> _Study text_:
- - - - -

As November approaches, Obamacare’s defenders are quite plainly desperate. They see public opinion solidly against them, and a devastating election fast approaching. Their latest gambit to protect what was jammed through Congress in March is to claim that repeal would be so costly to the federal budget that it would be impossible to pass, even with overwhelming popular support. That’s the spin some on the left put on a recent letter from the Congressional Budget Office (CBO) to Senator Mike Crapo.
But unfortunately for these advocates, that’s not what the CBO letter says. CBO’s message to Senator Crapo actually just states what is already obvious: If an effort were made to repeal just the Medicare cuts in the new law, it would, on paper, increase Medicare spending, and thus the federal budget deficit, by about $450 billion over ten years. Moreover, enacting a real “doc fix” to avoid deep and unrealistic cuts in Medicare physician fees will cost another $300 billion or so over the coming decade.
What this communication from CBO actually confirms, however, is that, contrary to White House assertions, Obamacare is a budget buster of the highest order. The claim that it would reduce the budget deficit over the coming decade has always rested on a series of gimmicks, implausible assumptions, and sleights-of-hand that have been exposed repeatedly over the past year, most especially by Congressman Paul Ryan in the presence of President Obama. Among the most egregious deceptions is the double- counting of cuts in Medicare’s reimbursement rates for hospitals and other providers of care — cuts so deep that they would push Medicare’s rates below those paid by Medicaid by the end of the decade. Even if these cuts were realistic — which they aren’t — they can’t both be used to pay for a new entitlement and to improve Medicare’s solvency, as the White House claims. The same money simply can’t be spent twice. Moreover, this money is almost certainly never going to materialize anyway because, as Medicare’s chief actuary has warned repeatedly, they would seriously reduce access to care for seniors by driving hospitals and physicians out of the program. It is all but inevitable, therefore, that Congress will step in at some point to reverse the “cuts,” and probably sooner rather than later. When that happens, it will only confirm what’s already abundantly clear — that these unsustainable payment reductions should never have been allowed to grease the way for a permanent and massively expensive entitlement program.

- - - - -

> _Data shown_:

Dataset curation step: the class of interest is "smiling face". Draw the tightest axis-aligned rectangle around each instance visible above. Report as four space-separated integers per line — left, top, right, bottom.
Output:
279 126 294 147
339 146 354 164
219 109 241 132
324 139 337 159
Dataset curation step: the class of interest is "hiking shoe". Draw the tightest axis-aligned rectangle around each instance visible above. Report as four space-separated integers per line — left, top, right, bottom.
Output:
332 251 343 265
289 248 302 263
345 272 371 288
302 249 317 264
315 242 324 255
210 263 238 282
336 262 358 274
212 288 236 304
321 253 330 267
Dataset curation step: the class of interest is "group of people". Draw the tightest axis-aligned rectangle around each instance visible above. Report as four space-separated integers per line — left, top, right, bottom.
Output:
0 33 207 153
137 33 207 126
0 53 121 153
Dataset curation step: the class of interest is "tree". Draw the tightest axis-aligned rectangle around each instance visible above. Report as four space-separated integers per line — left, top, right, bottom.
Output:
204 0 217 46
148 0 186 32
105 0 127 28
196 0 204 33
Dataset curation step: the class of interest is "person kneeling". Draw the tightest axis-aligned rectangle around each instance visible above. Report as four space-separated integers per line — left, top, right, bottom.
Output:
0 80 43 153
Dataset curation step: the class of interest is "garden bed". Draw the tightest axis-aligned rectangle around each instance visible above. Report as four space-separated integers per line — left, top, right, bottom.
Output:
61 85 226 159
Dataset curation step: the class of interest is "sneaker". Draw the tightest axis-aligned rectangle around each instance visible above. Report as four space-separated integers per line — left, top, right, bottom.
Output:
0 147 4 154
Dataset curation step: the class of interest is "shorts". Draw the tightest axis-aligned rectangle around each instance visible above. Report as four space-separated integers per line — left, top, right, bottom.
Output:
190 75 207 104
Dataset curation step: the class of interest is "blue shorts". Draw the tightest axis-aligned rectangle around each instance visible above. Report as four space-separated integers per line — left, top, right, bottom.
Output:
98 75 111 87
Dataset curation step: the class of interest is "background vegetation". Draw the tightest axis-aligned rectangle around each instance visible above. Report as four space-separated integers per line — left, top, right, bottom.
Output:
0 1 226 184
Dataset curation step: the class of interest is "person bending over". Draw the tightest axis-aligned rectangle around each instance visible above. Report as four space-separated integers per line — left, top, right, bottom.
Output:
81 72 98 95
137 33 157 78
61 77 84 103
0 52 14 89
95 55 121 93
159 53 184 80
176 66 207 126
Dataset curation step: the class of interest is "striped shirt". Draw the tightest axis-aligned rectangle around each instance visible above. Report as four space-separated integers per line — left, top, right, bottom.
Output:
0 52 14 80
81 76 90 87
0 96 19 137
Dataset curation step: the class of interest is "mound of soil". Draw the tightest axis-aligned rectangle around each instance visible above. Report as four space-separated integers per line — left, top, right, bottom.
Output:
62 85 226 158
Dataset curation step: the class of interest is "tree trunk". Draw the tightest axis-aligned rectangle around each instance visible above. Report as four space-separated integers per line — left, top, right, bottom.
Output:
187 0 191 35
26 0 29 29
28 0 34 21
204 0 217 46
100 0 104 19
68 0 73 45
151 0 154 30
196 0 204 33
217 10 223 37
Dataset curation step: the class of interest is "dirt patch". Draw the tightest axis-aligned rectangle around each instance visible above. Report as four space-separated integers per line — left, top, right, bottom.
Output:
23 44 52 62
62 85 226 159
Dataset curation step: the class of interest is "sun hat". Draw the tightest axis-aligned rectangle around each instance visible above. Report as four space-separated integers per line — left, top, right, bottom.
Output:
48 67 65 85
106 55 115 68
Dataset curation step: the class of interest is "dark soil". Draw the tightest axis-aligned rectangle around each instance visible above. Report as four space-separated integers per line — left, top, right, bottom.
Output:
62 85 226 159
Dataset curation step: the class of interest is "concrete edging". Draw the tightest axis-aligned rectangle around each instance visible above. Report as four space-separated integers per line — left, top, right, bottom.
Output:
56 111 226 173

- - - - -

> _Your assignment_:
Pick up the commentary on the cost of repealing Obamacare right after its final sentence and keep writing. The records can be set aside; they play no part here.

> _Written answer_:
Indeed, contrary to latest spin from the left, not only would repeal not bust the budget, it would in fact produce a budgetary windfall of such enormous size that it could pay for a sensible reform of American health care and for deficit reduction too.
The centerpiece of Obamacare is the largest expansion of entitlement spending in a generation. CBO estimates that the new law will add 35 million people to the federal government’s health entitlement rolls by decade’s end — and that’s almost certainly a lowball estimate. Gross federal spending for this added entitlement burden, plus various other spending provisions in the bill, is expected to reach $233 billion in 2019 alone, and then grow at a rate of about 7 percent annually every year thereafter. That means Obamacare’s spending will total at least $3.4 trillion over its second decade, on top of the $1.1 trillion it will cost between now and 2019. And it’s likely to be much more than that when more realistic assumptions about employer dumping of coverage are factored into the estimates.
So that’s at least $4.5 trillion in federal spending that would be avoided over the next twenty years if Congress moved ahead with repeal. Even in Washington that’s a lot of money. So much in fact that it should be more than enough to gut Obamacare’s most egregious tax hikes and spending “offsets” while still paying for a sensible reform of American health care that actually cuts costs and covers more people. And even after enacting this kind of “replacement” program, there should still be something left over to put a real dent in the massive deficits projected to occur under the Obama budget plan.
A couple of weeks ago, the left’s message gurus put out the word to Democratic candidates to abandon talk of the supposed cost-cutting that would occur under Obamacare.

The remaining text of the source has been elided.